Segment Start: Supplied entries
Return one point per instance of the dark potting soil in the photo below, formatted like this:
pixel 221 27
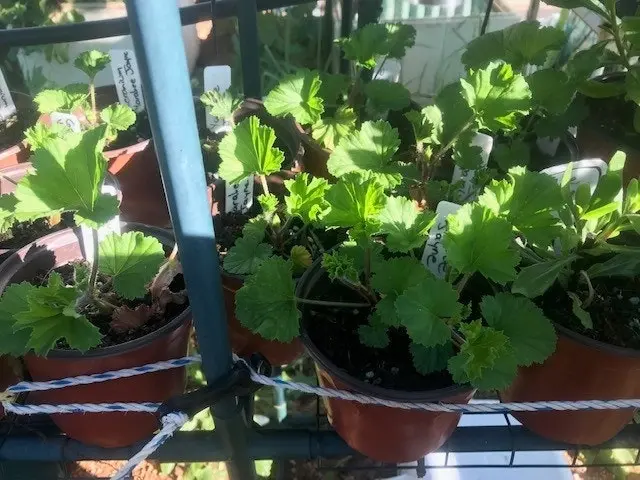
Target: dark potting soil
pixel 102 321
pixel 615 310
pixel 335 333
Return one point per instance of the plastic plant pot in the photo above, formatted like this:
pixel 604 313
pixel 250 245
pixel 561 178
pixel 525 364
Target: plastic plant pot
pixel 381 433
pixel 579 369
pixel 168 342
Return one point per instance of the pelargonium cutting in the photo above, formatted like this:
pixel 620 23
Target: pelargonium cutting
pixel 127 281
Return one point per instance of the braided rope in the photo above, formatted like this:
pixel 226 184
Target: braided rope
pixel 170 424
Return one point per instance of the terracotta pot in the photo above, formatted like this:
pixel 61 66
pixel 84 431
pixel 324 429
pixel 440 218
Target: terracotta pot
pixel 243 341
pixel 579 369
pixel 381 433
pixel 169 341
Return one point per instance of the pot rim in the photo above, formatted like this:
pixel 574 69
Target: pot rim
pixel 13 264
pixel 597 344
pixel 358 385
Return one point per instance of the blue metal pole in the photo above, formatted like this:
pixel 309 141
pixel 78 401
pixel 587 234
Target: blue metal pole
pixel 157 38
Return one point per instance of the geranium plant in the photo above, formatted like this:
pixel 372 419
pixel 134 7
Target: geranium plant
pixel 124 285
pixel 481 343
pixel 80 99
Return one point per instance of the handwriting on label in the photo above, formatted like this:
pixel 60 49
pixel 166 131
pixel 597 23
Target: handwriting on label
pixel 127 79
pixel 112 226
pixel 7 107
pixel 468 189
pixel 239 197
pixel 434 257
pixel 217 77
pixel 66 120
pixel 584 171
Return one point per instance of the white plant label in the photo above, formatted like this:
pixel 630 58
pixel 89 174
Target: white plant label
pixel 112 226
pixel 434 257
pixel 584 171
pixel 7 107
pixel 467 192
pixel 239 197
pixel 127 79
pixel 217 77
pixel 66 120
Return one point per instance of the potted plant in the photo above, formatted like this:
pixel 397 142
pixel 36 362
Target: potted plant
pixel 587 284
pixel 377 321
pixel 130 152
pixel 72 313
pixel 328 106
pixel 527 46
pixel 612 98
pixel 283 226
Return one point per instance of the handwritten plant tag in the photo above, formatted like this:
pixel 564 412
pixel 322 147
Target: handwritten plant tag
pixel 66 120
pixel 127 79
pixel 7 107
pixel 112 226
pixel 468 189
pixel 217 77
pixel 434 257
pixel 584 171
pixel 239 197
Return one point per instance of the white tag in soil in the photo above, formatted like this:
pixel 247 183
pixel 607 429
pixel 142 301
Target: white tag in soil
pixel 584 171
pixel 467 191
pixel 66 120
pixel 239 197
pixel 217 77
pixel 127 79
pixel 7 107
pixel 112 226
pixel 434 257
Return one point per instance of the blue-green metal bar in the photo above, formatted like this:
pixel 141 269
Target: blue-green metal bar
pixel 157 38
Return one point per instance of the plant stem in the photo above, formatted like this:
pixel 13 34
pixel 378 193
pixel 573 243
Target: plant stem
pixel 265 186
pixel 322 303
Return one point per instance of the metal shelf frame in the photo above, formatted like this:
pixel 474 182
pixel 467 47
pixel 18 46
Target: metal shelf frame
pixel 155 29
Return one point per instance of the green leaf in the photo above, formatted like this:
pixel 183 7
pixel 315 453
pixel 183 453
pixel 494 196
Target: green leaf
pixel 297 95
pixel 530 333
pixel 536 279
pixel 428 360
pixel 248 150
pixel 132 260
pixel 427 124
pixel 529 201
pixel 580 313
pixel 92 62
pixel 407 228
pixel 551 90
pixel 14 300
pixel 369 150
pixel 118 118
pixel 620 265
pixel 69 173
pixel 479 241
pixel 330 130
pixel 221 104
pixel 525 43
pixel 306 197
pixel 386 95
pixel 517 153
pixel 400 36
pixel 486 359
pixel 424 310
pixel 365 44
pixel 355 203
pixel 266 303
pixel 390 279
pixel 52 317
pixel 497 96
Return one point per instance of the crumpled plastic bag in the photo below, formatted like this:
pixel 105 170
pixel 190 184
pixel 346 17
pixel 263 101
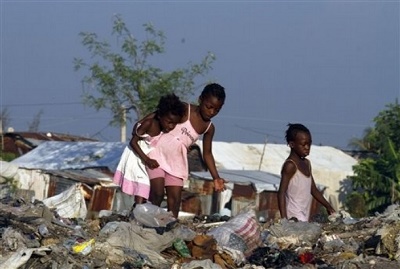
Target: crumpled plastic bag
pixel 151 215
pixel 241 232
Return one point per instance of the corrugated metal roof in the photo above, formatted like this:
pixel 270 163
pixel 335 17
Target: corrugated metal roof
pixel 260 179
pixel 55 155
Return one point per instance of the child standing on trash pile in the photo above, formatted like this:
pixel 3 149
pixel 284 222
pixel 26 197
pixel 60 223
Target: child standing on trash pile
pixel 297 186
pixel 171 149
pixel 131 173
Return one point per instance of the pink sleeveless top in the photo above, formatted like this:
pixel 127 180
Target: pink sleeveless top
pixel 298 196
pixel 171 149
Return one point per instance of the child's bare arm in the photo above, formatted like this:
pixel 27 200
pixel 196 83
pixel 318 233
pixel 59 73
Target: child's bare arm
pixel 320 198
pixel 287 172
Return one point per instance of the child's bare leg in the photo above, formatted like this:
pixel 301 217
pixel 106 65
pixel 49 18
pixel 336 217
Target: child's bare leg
pixel 174 194
pixel 156 191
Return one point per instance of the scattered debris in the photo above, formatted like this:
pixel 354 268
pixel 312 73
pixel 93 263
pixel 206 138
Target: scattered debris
pixel 36 236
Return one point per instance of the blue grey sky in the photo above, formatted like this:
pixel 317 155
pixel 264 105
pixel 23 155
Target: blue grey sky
pixel 331 65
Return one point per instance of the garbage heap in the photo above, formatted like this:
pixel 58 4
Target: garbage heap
pixel 36 236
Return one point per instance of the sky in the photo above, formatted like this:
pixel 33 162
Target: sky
pixel 331 65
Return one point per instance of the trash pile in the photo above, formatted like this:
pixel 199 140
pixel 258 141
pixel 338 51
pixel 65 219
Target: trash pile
pixel 34 235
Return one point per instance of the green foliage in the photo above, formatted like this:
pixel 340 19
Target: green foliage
pixel 377 178
pixel 127 79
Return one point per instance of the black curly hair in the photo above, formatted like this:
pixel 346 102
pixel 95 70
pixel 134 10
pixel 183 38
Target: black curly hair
pixel 214 89
pixel 170 103
pixel 293 130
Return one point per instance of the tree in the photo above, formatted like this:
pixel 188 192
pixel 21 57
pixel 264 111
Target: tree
pixel 377 178
pixel 127 80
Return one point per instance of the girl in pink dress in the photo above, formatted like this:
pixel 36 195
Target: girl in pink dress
pixel 297 186
pixel 171 149
pixel 131 174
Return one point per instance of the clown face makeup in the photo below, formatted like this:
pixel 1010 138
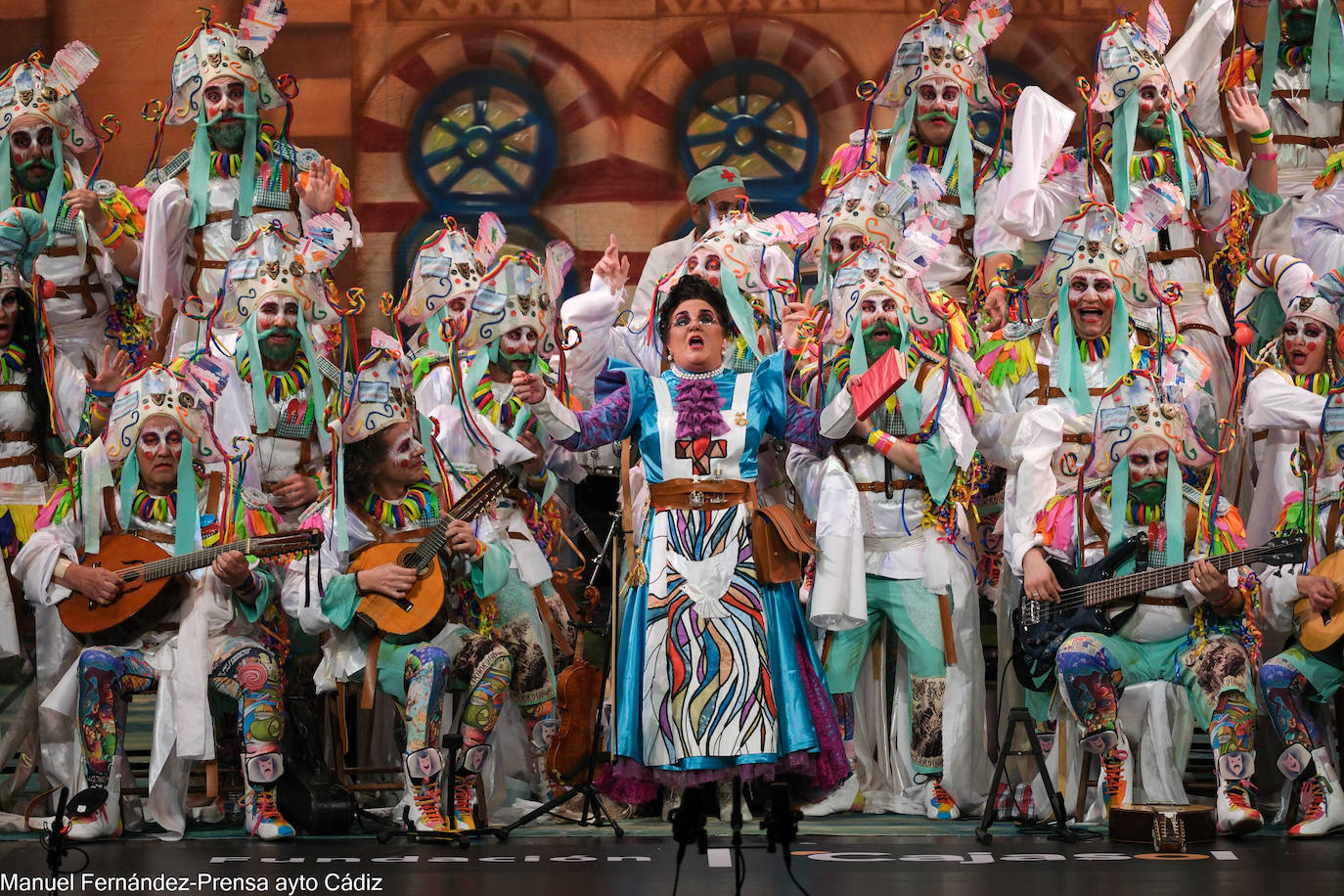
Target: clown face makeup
pixel 935 111
pixel 1148 469
pixel 696 336
pixel 403 465
pixel 8 312
pixel 706 265
pixel 1092 301
pixel 223 100
pixel 517 347
pixel 277 328
pixel 1304 345
pixel 157 450
pixel 714 207
pixel 1154 104
pixel 31 154
pixel 843 244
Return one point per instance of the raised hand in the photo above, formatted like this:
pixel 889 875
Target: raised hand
pixel 613 267
pixel 112 371
pixel 319 194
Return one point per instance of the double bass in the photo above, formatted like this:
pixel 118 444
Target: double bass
pixel 571 754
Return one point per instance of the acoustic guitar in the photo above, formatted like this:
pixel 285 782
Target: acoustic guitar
pixel 1319 630
pixel 1041 626
pixel 152 585
pixel 406 619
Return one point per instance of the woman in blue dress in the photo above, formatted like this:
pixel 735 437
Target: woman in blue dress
pixel 715 675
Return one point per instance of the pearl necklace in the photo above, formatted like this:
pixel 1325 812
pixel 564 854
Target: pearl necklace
pixel 689 375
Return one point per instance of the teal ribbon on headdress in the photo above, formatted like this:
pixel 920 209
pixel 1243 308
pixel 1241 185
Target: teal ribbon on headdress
pixel 1073 381
pixel 1124 128
pixel 1172 512
pixel 1269 57
pixel 1118 501
pixel 740 313
pixel 962 160
pixel 316 394
pixel 1117 363
pixel 129 479
pixel 1326 76
pixel 261 402
pixel 187 527
pixel 6 172
pixel 899 135
pixel 198 171
pixel 1178 136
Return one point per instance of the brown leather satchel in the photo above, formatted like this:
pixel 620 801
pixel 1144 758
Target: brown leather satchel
pixel 779 542
pixel 1168 828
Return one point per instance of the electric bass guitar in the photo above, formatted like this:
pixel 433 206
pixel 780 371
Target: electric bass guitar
pixel 152 585
pixel 1041 626
pixel 406 619
pixel 1319 630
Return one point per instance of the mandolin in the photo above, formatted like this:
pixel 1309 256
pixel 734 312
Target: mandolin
pixel 1041 626
pixel 152 586
pixel 1319 630
pixel 406 619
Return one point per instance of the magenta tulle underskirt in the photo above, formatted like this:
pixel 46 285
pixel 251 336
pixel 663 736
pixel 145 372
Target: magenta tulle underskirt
pixel 823 769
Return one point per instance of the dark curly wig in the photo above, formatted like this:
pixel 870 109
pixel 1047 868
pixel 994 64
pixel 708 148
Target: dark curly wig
pixel 687 289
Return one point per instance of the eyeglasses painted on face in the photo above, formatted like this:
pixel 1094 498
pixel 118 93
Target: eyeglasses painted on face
pixel 706 319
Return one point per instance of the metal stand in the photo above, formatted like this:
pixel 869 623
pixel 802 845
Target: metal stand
Segment End: Supplied entries
» **Your assignment**:
Please work out how many lines in the data include "below"; write that number only.

» **Result**:
3